» **Objective**:
Return an exact copy of the lines from the one holding "woman's bare foot" to the end of the data, including both the starting and final lines. Leave the pictures out.

** START **

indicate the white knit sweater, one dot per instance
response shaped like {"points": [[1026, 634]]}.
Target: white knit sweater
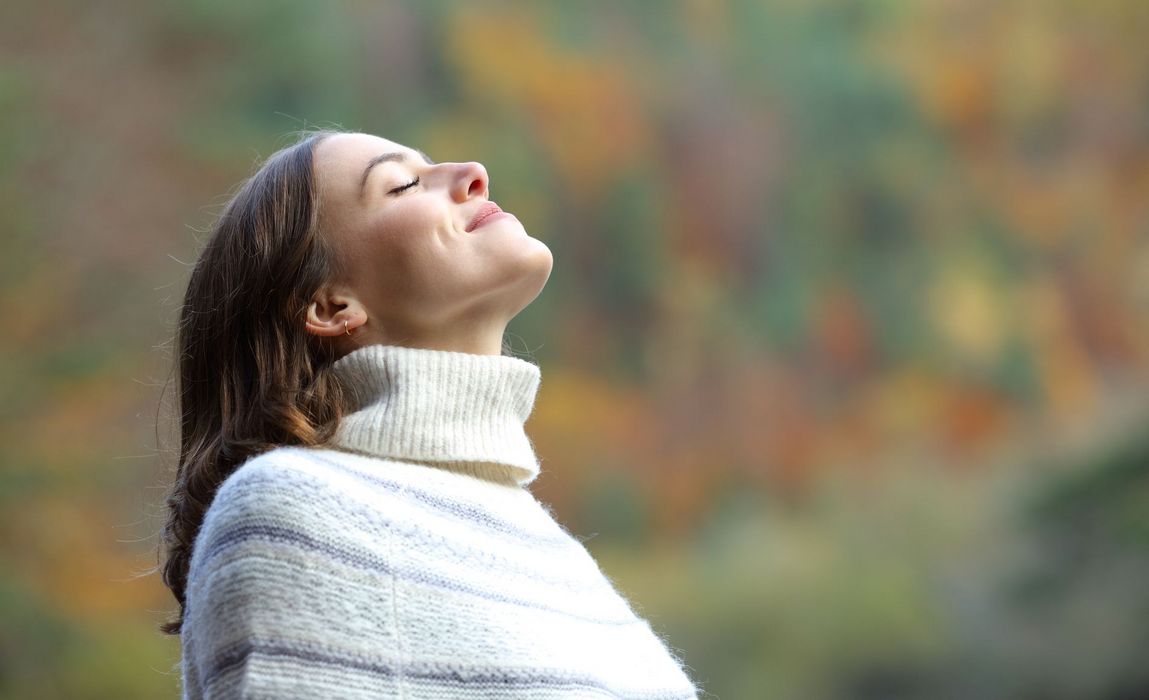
{"points": [[408, 560]]}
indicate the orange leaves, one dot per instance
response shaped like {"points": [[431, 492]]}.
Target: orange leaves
{"points": [[583, 104]]}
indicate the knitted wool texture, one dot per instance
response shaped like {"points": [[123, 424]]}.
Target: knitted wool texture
{"points": [[407, 559]]}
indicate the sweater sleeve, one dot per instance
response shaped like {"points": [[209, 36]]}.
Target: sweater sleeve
{"points": [[275, 607]]}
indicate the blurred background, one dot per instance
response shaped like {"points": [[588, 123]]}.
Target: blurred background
{"points": [[845, 350]]}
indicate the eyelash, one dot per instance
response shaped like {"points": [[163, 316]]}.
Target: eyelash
{"points": [[407, 186]]}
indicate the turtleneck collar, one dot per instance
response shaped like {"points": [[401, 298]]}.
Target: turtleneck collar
{"points": [[457, 410]]}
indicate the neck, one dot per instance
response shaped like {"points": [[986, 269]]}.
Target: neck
{"points": [[463, 412]]}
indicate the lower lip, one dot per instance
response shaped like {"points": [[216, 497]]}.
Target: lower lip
{"points": [[491, 218]]}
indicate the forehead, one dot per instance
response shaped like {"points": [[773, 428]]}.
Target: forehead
{"points": [[340, 159]]}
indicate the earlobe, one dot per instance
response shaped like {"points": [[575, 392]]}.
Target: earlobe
{"points": [[333, 318]]}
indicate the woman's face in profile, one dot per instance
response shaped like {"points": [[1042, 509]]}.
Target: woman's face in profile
{"points": [[421, 244]]}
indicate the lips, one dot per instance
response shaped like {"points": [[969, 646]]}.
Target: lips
{"points": [[485, 212]]}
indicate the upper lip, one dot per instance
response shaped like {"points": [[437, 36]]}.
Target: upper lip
{"points": [[488, 208]]}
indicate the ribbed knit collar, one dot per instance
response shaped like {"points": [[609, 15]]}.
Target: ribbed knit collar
{"points": [[459, 410]]}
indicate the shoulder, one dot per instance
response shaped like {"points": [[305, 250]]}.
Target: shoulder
{"points": [[271, 479], [282, 494]]}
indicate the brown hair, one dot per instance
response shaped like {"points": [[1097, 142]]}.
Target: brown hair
{"points": [[249, 376]]}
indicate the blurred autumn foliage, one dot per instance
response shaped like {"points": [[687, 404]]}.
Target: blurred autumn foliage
{"points": [[843, 352]]}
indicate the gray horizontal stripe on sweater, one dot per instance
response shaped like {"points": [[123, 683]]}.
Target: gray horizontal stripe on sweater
{"points": [[462, 677], [238, 535], [444, 505]]}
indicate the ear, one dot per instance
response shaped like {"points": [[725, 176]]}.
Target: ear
{"points": [[332, 314]]}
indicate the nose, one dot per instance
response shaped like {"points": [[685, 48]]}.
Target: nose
{"points": [[470, 181]]}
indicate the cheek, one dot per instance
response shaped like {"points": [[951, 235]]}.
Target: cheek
{"points": [[400, 254]]}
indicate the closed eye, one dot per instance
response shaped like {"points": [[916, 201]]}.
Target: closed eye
{"points": [[407, 186]]}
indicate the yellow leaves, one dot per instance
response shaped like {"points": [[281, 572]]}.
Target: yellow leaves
{"points": [[584, 104], [970, 312]]}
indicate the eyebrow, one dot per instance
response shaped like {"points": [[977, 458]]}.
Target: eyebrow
{"points": [[384, 159]]}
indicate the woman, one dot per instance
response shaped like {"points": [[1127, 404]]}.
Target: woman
{"points": [[349, 516]]}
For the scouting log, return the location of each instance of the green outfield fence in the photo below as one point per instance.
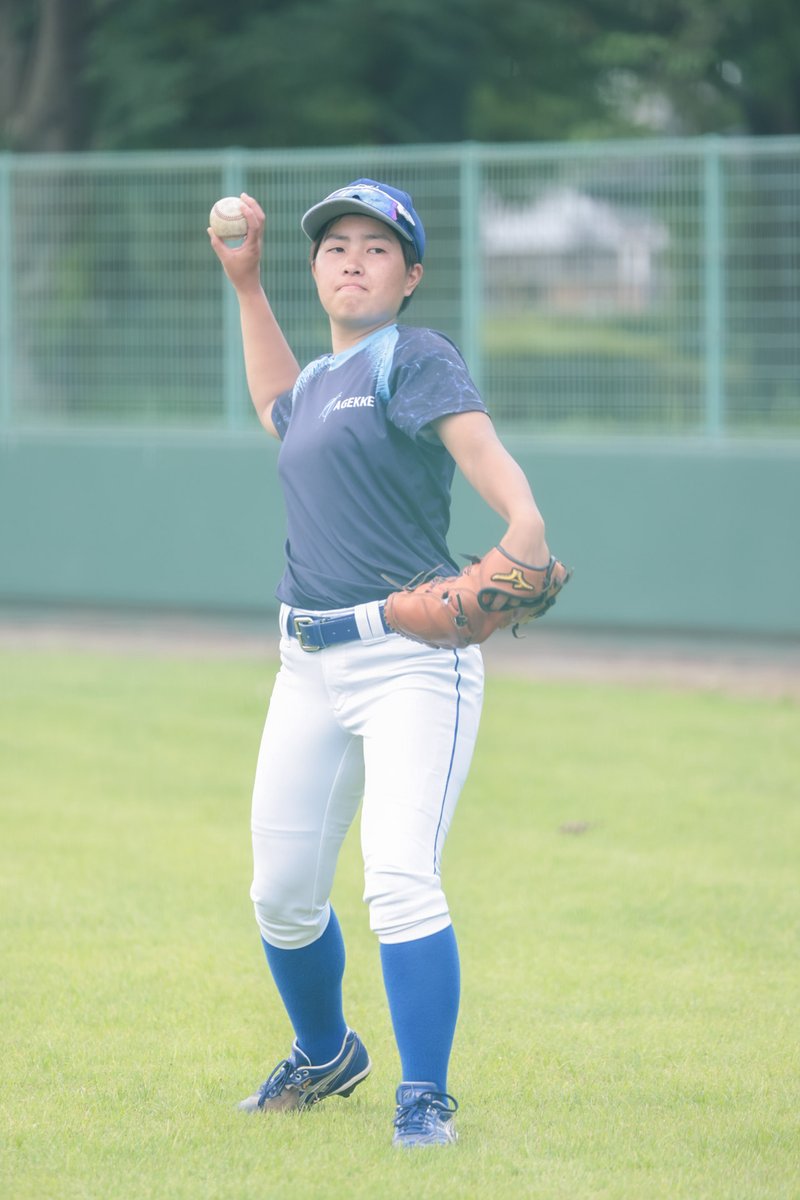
(643, 287)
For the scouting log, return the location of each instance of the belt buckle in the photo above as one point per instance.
(300, 624)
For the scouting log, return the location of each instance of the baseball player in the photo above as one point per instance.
(362, 714)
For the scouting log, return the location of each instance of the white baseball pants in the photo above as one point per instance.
(383, 720)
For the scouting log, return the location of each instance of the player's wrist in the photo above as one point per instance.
(524, 540)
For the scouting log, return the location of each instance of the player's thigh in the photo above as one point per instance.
(308, 779)
(417, 749)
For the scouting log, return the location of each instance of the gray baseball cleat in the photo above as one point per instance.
(423, 1116)
(295, 1084)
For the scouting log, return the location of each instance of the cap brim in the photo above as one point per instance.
(328, 210)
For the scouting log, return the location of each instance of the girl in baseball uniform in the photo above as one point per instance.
(361, 717)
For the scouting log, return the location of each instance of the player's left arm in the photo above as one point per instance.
(498, 479)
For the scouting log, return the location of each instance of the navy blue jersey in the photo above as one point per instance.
(366, 481)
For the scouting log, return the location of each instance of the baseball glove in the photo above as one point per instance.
(492, 593)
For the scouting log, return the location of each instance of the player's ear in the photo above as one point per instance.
(413, 279)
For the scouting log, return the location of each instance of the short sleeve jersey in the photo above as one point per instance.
(366, 481)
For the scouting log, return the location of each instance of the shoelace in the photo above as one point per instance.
(277, 1080)
(416, 1115)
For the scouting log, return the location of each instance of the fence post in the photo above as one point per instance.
(714, 289)
(233, 184)
(6, 299)
(471, 259)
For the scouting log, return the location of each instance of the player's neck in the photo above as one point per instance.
(344, 337)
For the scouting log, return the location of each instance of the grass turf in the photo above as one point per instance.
(623, 877)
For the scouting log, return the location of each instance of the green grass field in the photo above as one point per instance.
(630, 1003)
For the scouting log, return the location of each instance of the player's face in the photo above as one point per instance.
(361, 276)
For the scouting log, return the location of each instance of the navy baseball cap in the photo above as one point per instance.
(373, 199)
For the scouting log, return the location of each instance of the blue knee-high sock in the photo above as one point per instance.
(422, 982)
(310, 983)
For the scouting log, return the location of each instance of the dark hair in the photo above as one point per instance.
(409, 252)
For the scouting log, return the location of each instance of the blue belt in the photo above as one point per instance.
(318, 633)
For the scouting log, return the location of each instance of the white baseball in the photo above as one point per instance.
(227, 219)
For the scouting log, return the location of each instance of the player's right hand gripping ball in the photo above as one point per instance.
(492, 593)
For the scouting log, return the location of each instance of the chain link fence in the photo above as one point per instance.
(648, 287)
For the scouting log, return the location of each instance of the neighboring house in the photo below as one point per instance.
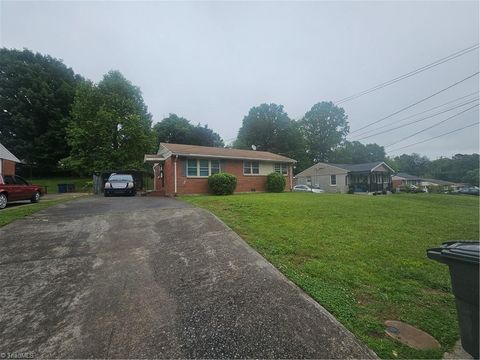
(184, 169)
(441, 184)
(368, 177)
(7, 161)
(400, 180)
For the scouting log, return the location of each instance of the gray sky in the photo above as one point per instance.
(212, 61)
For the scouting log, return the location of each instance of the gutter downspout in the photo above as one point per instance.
(154, 177)
(175, 174)
(291, 177)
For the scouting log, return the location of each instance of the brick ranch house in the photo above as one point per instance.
(184, 169)
(7, 161)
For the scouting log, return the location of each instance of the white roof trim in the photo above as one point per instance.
(382, 163)
(231, 157)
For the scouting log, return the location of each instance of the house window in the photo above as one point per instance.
(202, 167)
(192, 167)
(333, 179)
(281, 168)
(250, 167)
(214, 166)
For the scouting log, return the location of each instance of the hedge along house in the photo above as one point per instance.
(366, 178)
(184, 169)
(7, 161)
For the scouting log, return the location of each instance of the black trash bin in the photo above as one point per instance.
(462, 258)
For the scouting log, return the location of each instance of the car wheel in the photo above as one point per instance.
(3, 201)
(36, 197)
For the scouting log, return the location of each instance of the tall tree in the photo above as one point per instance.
(111, 127)
(268, 128)
(36, 94)
(175, 129)
(324, 128)
(204, 136)
(355, 152)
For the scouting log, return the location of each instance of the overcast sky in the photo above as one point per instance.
(210, 62)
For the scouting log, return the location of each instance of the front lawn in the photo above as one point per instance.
(362, 257)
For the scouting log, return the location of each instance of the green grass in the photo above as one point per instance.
(81, 184)
(19, 211)
(362, 257)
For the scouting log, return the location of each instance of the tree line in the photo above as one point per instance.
(58, 121)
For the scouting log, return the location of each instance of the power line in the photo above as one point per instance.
(432, 126)
(415, 103)
(435, 137)
(409, 74)
(414, 115)
(417, 121)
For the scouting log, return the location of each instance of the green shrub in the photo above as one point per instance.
(222, 183)
(275, 182)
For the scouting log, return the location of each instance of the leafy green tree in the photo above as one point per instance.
(203, 136)
(355, 153)
(471, 177)
(111, 127)
(36, 94)
(175, 129)
(269, 128)
(324, 128)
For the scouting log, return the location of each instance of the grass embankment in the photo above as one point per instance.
(362, 257)
(20, 210)
(83, 185)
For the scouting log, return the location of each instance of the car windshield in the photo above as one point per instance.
(120, 177)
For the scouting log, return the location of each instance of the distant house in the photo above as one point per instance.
(367, 177)
(441, 184)
(400, 180)
(184, 169)
(7, 161)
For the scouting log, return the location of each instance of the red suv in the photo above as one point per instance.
(14, 188)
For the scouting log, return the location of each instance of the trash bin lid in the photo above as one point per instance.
(466, 251)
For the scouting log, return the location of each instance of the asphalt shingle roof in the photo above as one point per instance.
(359, 167)
(194, 150)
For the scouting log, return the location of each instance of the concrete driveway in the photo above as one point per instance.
(149, 277)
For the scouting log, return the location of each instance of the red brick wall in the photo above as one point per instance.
(397, 183)
(8, 167)
(186, 185)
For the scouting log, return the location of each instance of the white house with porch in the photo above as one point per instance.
(339, 178)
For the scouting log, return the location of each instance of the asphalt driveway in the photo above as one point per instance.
(149, 277)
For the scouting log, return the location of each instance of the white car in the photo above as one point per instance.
(306, 188)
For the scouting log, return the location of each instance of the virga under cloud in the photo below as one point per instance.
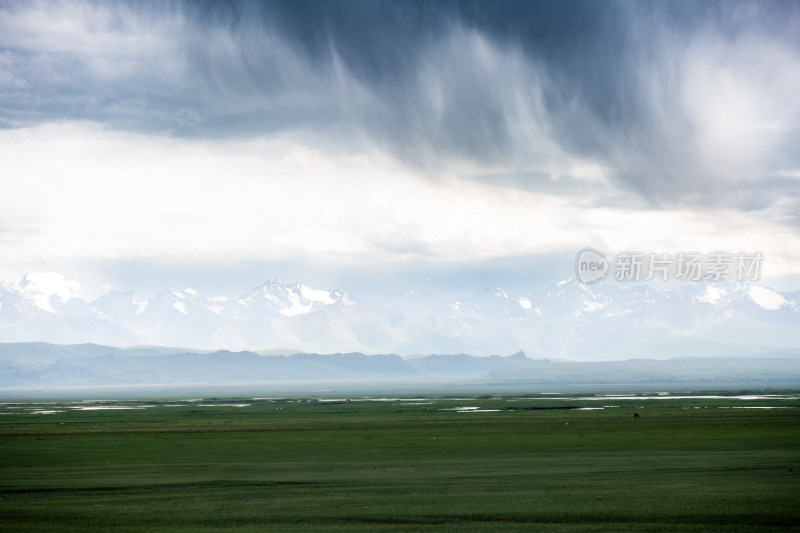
(380, 133)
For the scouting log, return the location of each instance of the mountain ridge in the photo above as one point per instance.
(567, 320)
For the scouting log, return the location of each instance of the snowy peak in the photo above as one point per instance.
(766, 298)
(292, 300)
(45, 290)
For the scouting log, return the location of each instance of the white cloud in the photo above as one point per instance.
(78, 192)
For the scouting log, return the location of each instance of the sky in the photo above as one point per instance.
(382, 146)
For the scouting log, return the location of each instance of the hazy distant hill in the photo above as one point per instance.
(43, 365)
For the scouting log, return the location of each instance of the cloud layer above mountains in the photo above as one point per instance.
(394, 137)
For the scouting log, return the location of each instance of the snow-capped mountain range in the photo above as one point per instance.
(569, 320)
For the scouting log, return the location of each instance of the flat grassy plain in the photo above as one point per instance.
(518, 463)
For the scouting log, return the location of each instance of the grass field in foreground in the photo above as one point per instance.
(692, 464)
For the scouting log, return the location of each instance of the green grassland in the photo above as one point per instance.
(696, 464)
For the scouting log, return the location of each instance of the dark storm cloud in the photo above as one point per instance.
(522, 85)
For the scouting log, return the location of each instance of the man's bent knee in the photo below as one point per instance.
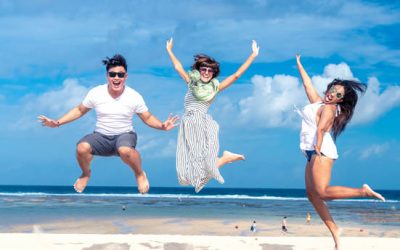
(126, 152)
(83, 148)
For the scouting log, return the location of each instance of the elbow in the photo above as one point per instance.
(178, 67)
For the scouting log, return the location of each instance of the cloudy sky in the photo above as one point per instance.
(51, 54)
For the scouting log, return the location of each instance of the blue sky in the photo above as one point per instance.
(51, 56)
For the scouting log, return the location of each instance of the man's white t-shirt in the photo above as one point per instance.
(114, 116)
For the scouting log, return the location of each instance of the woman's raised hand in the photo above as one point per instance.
(298, 57)
(170, 44)
(255, 48)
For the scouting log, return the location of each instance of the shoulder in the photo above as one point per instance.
(100, 87)
(328, 109)
(131, 91)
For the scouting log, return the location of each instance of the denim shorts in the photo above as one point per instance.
(107, 145)
(309, 153)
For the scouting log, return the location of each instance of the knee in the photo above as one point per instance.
(125, 152)
(83, 148)
(310, 196)
(322, 194)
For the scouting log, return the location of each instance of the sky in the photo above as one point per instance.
(51, 56)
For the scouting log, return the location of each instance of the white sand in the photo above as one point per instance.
(46, 241)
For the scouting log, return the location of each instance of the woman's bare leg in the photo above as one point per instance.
(318, 179)
(228, 157)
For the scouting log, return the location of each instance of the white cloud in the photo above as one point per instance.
(307, 27)
(60, 101)
(374, 150)
(51, 103)
(376, 103)
(271, 102)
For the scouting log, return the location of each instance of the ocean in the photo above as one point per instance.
(21, 205)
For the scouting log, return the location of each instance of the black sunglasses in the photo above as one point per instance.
(114, 74)
(333, 90)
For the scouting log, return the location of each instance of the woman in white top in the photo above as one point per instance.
(322, 122)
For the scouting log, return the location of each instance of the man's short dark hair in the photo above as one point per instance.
(116, 60)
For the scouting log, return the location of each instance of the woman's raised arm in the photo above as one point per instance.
(177, 64)
(232, 78)
(311, 92)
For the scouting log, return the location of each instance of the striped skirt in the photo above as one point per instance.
(197, 150)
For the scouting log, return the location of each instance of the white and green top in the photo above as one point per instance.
(202, 91)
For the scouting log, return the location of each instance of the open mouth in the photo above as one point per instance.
(116, 84)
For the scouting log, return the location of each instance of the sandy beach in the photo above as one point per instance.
(184, 242)
(187, 234)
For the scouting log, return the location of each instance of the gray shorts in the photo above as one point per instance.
(107, 145)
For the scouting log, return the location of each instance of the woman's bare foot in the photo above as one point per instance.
(143, 183)
(81, 183)
(336, 238)
(230, 157)
(371, 193)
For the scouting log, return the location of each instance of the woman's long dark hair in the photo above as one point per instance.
(347, 104)
(202, 60)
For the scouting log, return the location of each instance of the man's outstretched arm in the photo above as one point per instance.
(72, 115)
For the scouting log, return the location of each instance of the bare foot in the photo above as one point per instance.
(81, 183)
(231, 157)
(371, 193)
(336, 238)
(143, 183)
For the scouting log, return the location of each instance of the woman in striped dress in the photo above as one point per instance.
(197, 151)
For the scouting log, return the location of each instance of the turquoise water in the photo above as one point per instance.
(34, 204)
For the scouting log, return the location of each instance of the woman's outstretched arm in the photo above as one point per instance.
(177, 64)
(231, 79)
(311, 92)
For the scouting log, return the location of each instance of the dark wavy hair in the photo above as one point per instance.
(202, 60)
(115, 61)
(348, 103)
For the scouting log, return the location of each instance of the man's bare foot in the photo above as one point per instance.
(371, 193)
(81, 183)
(231, 157)
(143, 183)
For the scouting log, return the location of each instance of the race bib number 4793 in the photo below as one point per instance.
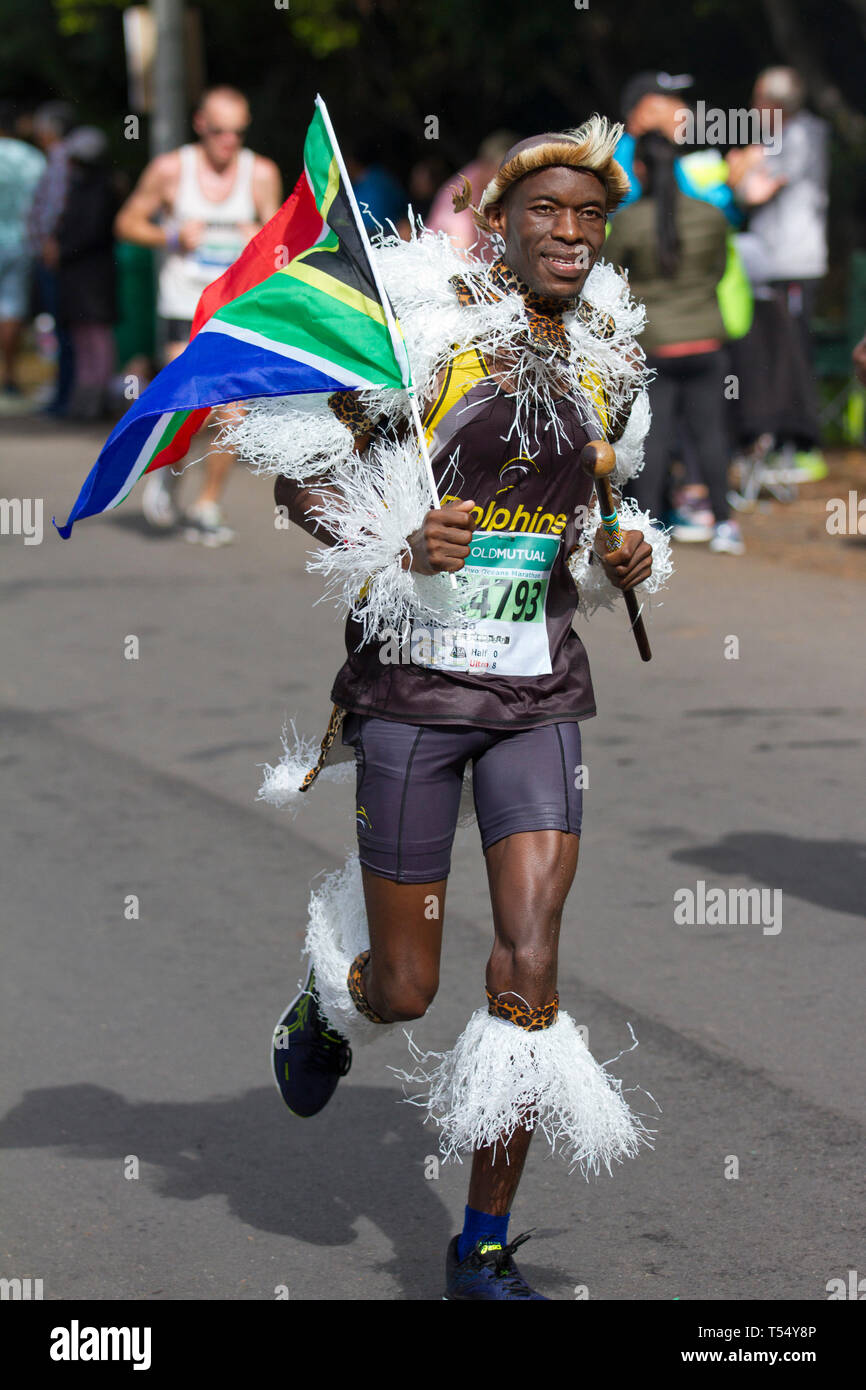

** END **

» **Task output**:
For the scouting log, return the location of each instance of the woman's bare foot in the photo above as one point per instance.
(143, 183)
(81, 183)
(336, 238)
(230, 157)
(371, 193)
For the scouting log, return the location of each instance of the woman's long dark hair in the photo above as one point per instance.
(347, 104)
(202, 60)
For the scouting log, return the location of each instance of the man's outstretched arm in the photo above as one point per instance.
(72, 115)
For the scouting log, return the location of each instance of the bare foot in the photo above as one point per instance.
(81, 183)
(231, 157)
(371, 193)
(336, 238)
(143, 183)
For the scouting log, return the location of each instance of the woman in striped dress in the photo above as one point per instance.
(197, 151)
For the scouting log, return the location of each instance of the turquoise water in the photo above as one point per instance.
(34, 204)
For the scouting log, return the location of each instance of the woman's outstretched arm in the photo above as one point per instance.
(177, 64)
(231, 79)
(311, 92)
For the scouting log, return the location of each instance of the dark wavy hair in the photo above as one point per instance.
(202, 60)
(115, 61)
(348, 103)
For the scouting log, return the location of each instance of the man's bare foot in the photo above as one point per instance.
(371, 193)
(81, 183)
(231, 157)
(143, 183)
For the scouting log, return the location of each instance of the race bib number 4793 in the photo below as one point per instance.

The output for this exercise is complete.